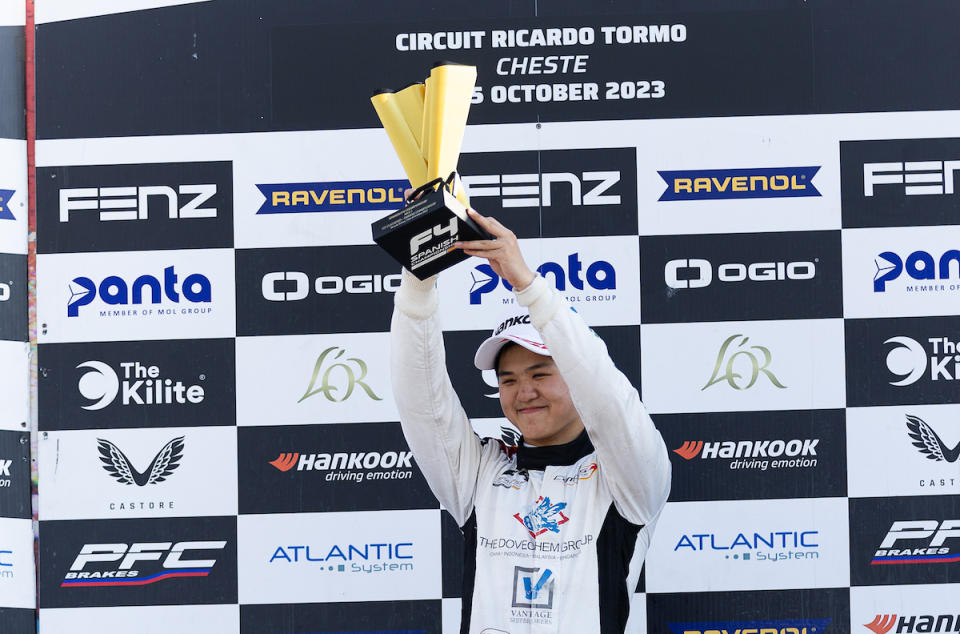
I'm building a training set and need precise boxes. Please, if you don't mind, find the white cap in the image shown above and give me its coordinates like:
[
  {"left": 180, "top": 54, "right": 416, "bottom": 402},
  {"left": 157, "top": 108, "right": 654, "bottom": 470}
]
[{"left": 473, "top": 306, "right": 550, "bottom": 370}]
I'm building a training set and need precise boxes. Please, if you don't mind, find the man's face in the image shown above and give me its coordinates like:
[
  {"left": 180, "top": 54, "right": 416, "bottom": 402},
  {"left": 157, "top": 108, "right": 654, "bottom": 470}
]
[{"left": 497, "top": 345, "right": 583, "bottom": 446}]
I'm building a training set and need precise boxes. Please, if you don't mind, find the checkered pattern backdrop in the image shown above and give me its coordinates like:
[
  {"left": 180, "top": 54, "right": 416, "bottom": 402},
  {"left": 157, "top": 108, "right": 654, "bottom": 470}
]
[{"left": 24, "top": 0, "right": 960, "bottom": 634}]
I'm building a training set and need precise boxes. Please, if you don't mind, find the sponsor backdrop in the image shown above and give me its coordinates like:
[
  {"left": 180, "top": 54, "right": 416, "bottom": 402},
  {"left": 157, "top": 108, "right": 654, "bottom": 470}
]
[
  {"left": 30, "top": 0, "right": 960, "bottom": 634},
  {"left": 0, "top": 0, "right": 36, "bottom": 634}
]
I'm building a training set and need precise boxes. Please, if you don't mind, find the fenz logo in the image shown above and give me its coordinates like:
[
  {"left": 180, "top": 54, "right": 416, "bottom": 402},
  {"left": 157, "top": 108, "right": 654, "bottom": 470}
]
[
  {"left": 260, "top": 271, "right": 401, "bottom": 302},
  {"left": 67, "top": 266, "right": 213, "bottom": 317}
]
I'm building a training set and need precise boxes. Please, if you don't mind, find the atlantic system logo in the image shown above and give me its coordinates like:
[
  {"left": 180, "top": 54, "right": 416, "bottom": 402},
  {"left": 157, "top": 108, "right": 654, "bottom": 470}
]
[
  {"left": 657, "top": 166, "right": 820, "bottom": 201},
  {"left": 673, "top": 530, "right": 820, "bottom": 563},
  {"left": 663, "top": 258, "right": 817, "bottom": 288},
  {"left": 870, "top": 520, "right": 960, "bottom": 566},
  {"left": 673, "top": 438, "right": 820, "bottom": 471},
  {"left": 0, "top": 189, "right": 16, "bottom": 220},
  {"left": 97, "top": 436, "right": 183, "bottom": 487},
  {"left": 257, "top": 180, "right": 409, "bottom": 215},
  {"left": 470, "top": 253, "right": 617, "bottom": 305},
  {"left": 700, "top": 334, "right": 787, "bottom": 392},
  {"left": 883, "top": 336, "right": 960, "bottom": 387},
  {"left": 873, "top": 249, "right": 960, "bottom": 293},
  {"left": 60, "top": 541, "right": 227, "bottom": 588},
  {"left": 297, "top": 346, "right": 383, "bottom": 403},
  {"left": 863, "top": 613, "right": 960, "bottom": 634},
  {"left": 269, "top": 541, "right": 414, "bottom": 575},
  {"left": 260, "top": 271, "right": 400, "bottom": 302},
  {"left": 67, "top": 266, "right": 212, "bottom": 317},
  {"left": 77, "top": 361, "right": 206, "bottom": 411},
  {"left": 667, "top": 619, "right": 832, "bottom": 634}
]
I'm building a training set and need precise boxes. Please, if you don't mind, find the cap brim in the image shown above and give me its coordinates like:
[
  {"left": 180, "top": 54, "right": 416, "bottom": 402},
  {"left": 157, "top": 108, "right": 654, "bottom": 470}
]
[{"left": 473, "top": 335, "right": 550, "bottom": 370}]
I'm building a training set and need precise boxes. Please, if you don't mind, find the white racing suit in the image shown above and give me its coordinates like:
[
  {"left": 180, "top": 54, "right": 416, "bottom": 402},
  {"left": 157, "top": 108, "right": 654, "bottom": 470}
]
[{"left": 391, "top": 271, "right": 670, "bottom": 634}]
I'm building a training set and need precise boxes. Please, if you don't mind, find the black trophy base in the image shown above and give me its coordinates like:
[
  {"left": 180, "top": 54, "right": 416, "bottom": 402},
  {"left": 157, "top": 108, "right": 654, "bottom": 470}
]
[{"left": 371, "top": 187, "right": 493, "bottom": 280}]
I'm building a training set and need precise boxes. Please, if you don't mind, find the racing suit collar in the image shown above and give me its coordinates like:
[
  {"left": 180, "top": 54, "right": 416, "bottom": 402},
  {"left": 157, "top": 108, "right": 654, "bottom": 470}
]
[{"left": 517, "top": 430, "right": 593, "bottom": 469}]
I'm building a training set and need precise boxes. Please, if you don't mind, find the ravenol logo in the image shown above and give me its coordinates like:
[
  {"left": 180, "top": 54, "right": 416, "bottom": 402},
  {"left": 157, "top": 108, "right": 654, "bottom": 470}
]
[
  {"left": 257, "top": 180, "right": 409, "bottom": 215},
  {"left": 657, "top": 166, "right": 820, "bottom": 200},
  {"left": 667, "top": 619, "right": 832, "bottom": 634},
  {"left": 0, "top": 189, "right": 16, "bottom": 220}
]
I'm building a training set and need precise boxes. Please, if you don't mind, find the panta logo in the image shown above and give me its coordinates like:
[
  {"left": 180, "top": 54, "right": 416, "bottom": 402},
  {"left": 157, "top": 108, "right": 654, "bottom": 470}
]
[
  {"left": 700, "top": 334, "right": 787, "bottom": 392},
  {"left": 60, "top": 541, "right": 227, "bottom": 588},
  {"left": 77, "top": 361, "right": 206, "bottom": 411},
  {"left": 257, "top": 181, "right": 408, "bottom": 214},
  {"left": 863, "top": 161, "right": 960, "bottom": 198},
  {"left": 883, "top": 337, "right": 960, "bottom": 387},
  {"left": 470, "top": 253, "right": 617, "bottom": 305},
  {"left": 907, "top": 414, "right": 960, "bottom": 462},
  {"left": 462, "top": 171, "right": 620, "bottom": 209},
  {"left": 260, "top": 271, "right": 400, "bottom": 302},
  {"left": 97, "top": 436, "right": 183, "bottom": 487},
  {"left": 60, "top": 183, "right": 217, "bottom": 222},
  {"left": 67, "top": 266, "right": 212, "bottom": 317},
  {"left": 870, "top": 520, "right": 960, "bottom": 566},
  {"left": 0, "top": 189, "right": 16, "bottom": 220},
  {"left": 513, "top": 495, "right": 570, "bottom": 539},
  {"left": 657, "top": 166, "right": 820, "bottom": 201},
  {"left": 873, "top": 249, "right": 960, "bottom": 293},
  {"left": 663, "top": 258, "right": 817, "bottom": 288},
  {"left": 297, "top": 346, "right": 383, "bottom": 403},
  {"left": 863, "top": 614, "right": 960, "bottom": 634},
  {"left": 512, "top": 566, "right": 555, "bottom": 610}
]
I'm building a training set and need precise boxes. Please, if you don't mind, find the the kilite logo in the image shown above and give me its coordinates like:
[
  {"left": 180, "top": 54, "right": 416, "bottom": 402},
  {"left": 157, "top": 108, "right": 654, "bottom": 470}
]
[
  {"left": 907, "top": 414, "right": 960, "bottom": 462},
  {"left": 97, "top": 436, "right": 183, "bottom": 487},
  {"left": 77, "top": 361, "right": 206, "bottom": 411},
  {"left": 297, "top": 346, "right": 383, "bottom": 403},
  {"left": 700, "top": 334, "right": 787, "bottom": 392},
  {"left": 67, "top": 266, "right": 213, "bottom": 317},
  {"left": 513, "top": 495, "right": 570, "bottom": 539}
]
◇ ◇ ◇ ◇ ◇
* _Required task_
Please revise the material above, replacing every "training set" with "labeled dataset" and changing nothing else. Leave the pictures out of your version.

* _Output for this exercise_
I'm building a labeled dataset and need precise boxes. Please, if you don't mind, find the white cap in the image shown above and give me its coordinates like:
[
  {"left": 180, "top": 54, "right": 416, "bottom": 402},
  {"left": 157, "top": 108, "right": 654, "bottom": 470}
]
[{"left": 473, "top": 306, "right": 550, "bottom": 370}]
I'm building a labeled dataset and need precise boxes. Please, if you don't mind, find the man's face in the image shown above and give me its coordinates like:
[
  {"left": 180, "top": 54, "right": 416, "bottom": 402},
  {"left": 157, "top": 108, "right": 654, "bottom": 470}
]
[{"left": 497, "top": 345, "right": 583, "bottom": 446}]
I'm building a labeled dataset and need precise boxes. Please, if you don't mind, find the checkered pattern backdrop in the image shown above and give me its coordinates like:
[
  {"left": 180, "top": 54, "right": 416, "bottom": 402},
  {"left": 157, "top": 108, "right": 654, "bottom": 470}
]
[{"left": 24, "top": 0, "right": 960, "bottom": 634}]
I'm building a labeled dataset and need precise boxes. Please, if you don't mind, find the sponsor backdrop in the image shown above and give me its coordinates like:
[
  {"left": 180, "top": 54, "right": 416, "bottom": 402},
  {"left": 157, "top": 108, "right": 654, "bottom": 470}
]
[
  {"left": 30, "top": 0, "right": 960, "bottom": 634},
  {"left": 0, "top": 0, "right": 36, "bottom": 634}
]
I'm building a labeled dataset and need precise boxes. Please, if you don't mind, find the fenz logo in the image shown above and give me its coordinates like:
[
  {"left": 180, "top": 54, "right": 416, "bottom": 402},
  {"left": 157, "top": 108, "right": 654, "bottom": 470}
]
[
  {"left": 260, "top": 271, "right": 401, "bottom": 302},
  {"left": 67, "top": 266, "right": 213, "bottom": 317}
]
I'm building a labeled dataset and need precise boxes. Please, if you don't mind, find the atlantic system logo in the image shown above and give me its coordinates like:
[
  {"left": 180, "top": 54, "right": 416, "bottom": 402},
  {"left": 157, "top": 108, "right": 654, "bottom": 470}
]
[
  {"left": 657, "top": 166, "right": 820, "bottom": 201},
  {"left": 673, "top": 530, "right": 820, "bottom": 563},
  {"left": 663, "top": 258, "right": 817, "bottom": 288},
  {"left": 870, "top": 520, "right": 960, "bottom": 566},
  {"left": 673, "top": 438, "right": 820, "bottom": 471},
  {"left": 0, "top": 189, "right": 16, "bottom": 220},
  {"left": 97, "top": 436, "right": 183, "bottom": 487},
  {"left": 257, "top": 180, "right": 409, "bottom": 215},
  {"left": 470, "top": 253, "right": 617, "bottom": 305},
  {"left": 700, "top": 334, "right": 787, "bottom": 392},
  {"left": 883, "top": 336, "right": 960, "bottom": 387},
  {"left": 873, "top": 249, "right": 960, "bottom": 293},
  {"left": 60, "top": 541, "right": 227, "bottom": 588},
  {"left": 297, "top": 346, "right": 383, "bottom": 403},
  {"left": 863, "top": 613, "right": 960, "bottom": 634},
  {"left": 269, "top": 541, "right": 414, "bottom": 575},
  {"left": 260, "top": 271, "right": 400, "bottom": 302},
  {"left": 67, "top": 266, "right": 212, "bottom": 317},
  {"left": 77, "top": 361, "right": 206, "bottom": 411},
  {"left": 667, "top": 619, "right": 832, "bottom": 634}
]
I'm building a labeled dataset and need precise boxes. Please, if you don't mind, find the cap brim in the image shown above and give me its coordinates like:
[
  {"left": 180, "top": 54, "right": 416, "bottom": 402},
  {"left": 157, "top": 108, "right": 654, "bottom": 470}
]
[{"left": 473, "top": 335, "right": 550, "bottom": 370}]
I'm building a labeled dataset and need precise boxes. Please, if you don't mind, find the white racing suit in the image shown above and give me its coordinates like:
[
  {"left": 180, "top": 54, "right": 416, "bottom": 402},
  {"left": 157, "top": 108, "right": 654, "bottom": 470}
]
[{"left": 391, "top": 271, "right": 670, "bottom": 634}]
I'm building a labeled dataset and need precise boxes. Please, if you don't mind, find the black trophy base in the image shown above and give me its coordinates like:
[
  {"left": 180, "top": 54, "right": 416, "bottom": 402},
  {"left": 157, "top": 108, "right": 654, "bottom": 470}
]
[{"left": 371, "top": 187, "right": 493, "bottom": 280}]
I'm building a labeled dataset and need precise boxes. Please, if you don't mind, find the racing suit collar in the image shown above and give me its coordinates like:
[
  {"left": 180, "top": 54, "right": 416, "bottom": 402},
  {"left": 157, "top": 108, "right": 654, "bottom": 470}
]
[{"left": 517, "top": 430, "right": 593, "bottom": 469}]
I'm building a labeled dataset and need precise boxes. Please, if you don't mind, find the ravenol logo in the image shown above and give me its coordinates like:
[
  {"left": 180, "top": 54, "right": 416, "bottom": 402},
  {"left": 157, "top": 108, "right": 654, "bottom": 470}
]
[
  {"left": 257, "top": 180, "right": 409, "bottom": 215},
  {"left": 657, "top": 166, "right": 820, "bottom": 200},
  {"left": 667, "top": 619, "right": 832, "bottom": 634},
  {"left": 0, "top": 189, "right": 16, "bottom": 220}
]
I'm building a labeled dataset and need precise boxes. Please, if you don't mind, find the panta logo in the image shown above and give me its coordinates like:
[
  {"left": 180, "top": 54, "right": 416, "bottom": 402},
  {"left": 157, "top": 108, "right": 654, "bottom": 470}
]
[
  {"left": 700, "top": 334, "right": 787, "bottom": 392},
  {"left": 60, "top": 541, "right": 227, "bottom": 588},
  {"left": 77, "top": 361, "right": 206, "bottom": 411},
  {"left": 257, "top": 181, "right": 408, "bottom": 214},
  {"left": 863, "top": 161, "right": 960, "bottom": 198},
  {"left": 883, "top": 337, "right": 960, "bottom": 387},
  {"left": 470, "top": 253, "right": 617, "bottom": 305},
  {"left": 907, "top": 414, "right": 960, "bottom": 462},
  {"left": 462, "top": 171, "right": 620, "bottom": 209},
  {"left": 260, "top": 271, "right": 400, "bottom": 302},
  {"left": 97, "top": 436, "right": 183, "bottom": 487},
  {"left": 60, "top": 183, "right": 217, "bottom": 222},
  {"left": 67, "top": 266, "right": 212, "bottom": 317},
  {"left": 870, "top": 520, "right": 960, "bottom": 566},
  {"left": 0, "top": 189, "right": 16, "bottom": 220},
  {"left": 513, "top": 495, "right": 570, "bottom": 539},
  {"left": 657, "top": 166, "right": 820, "bottom": 201},
  {"left": 873, "top": 249, "right": 960, "bottom": 293},
  {"left": 663, "top": 258, "right": 817, "bottom": 288},
  {"left": 297, "top": 346, "right": 383, "bottom": 403},
  {"left": 863, "top": 614, "right": 960, "bottom": 634},
  {"left": 512, "top": 566, "right": 555, "bottom": 610}
]
I'm building a labeled dataset and need precise boxes. Please, if you don't mind, find the the kilite logo in the image shown above and give me its coordinates like:
[
  {"left": 180, "top": 54, "right": 416, "bottom": 402},
  {"left": 157, "top": 108, "right": 654, "bottom": 470}
]
[
  {"left": 907, "top": 414, "right": 960, "bottom": 462},
  {"left": 97, "top": 436, "right": 183, "bottom": 487},
  {"left": 77, "top": 361, "right": 206, "bottom": 411},
  {"left": 297, "top": 346, "right": 383, "bottom": 403},
  {"left": 700, "top": 334, "right": 787, "bottom": 392},
  {"left": 67, "top": 266, "right": 213, "bottom": 317},
  {"left": 513, "top": 495, "right": 570, "bottom": 539}
]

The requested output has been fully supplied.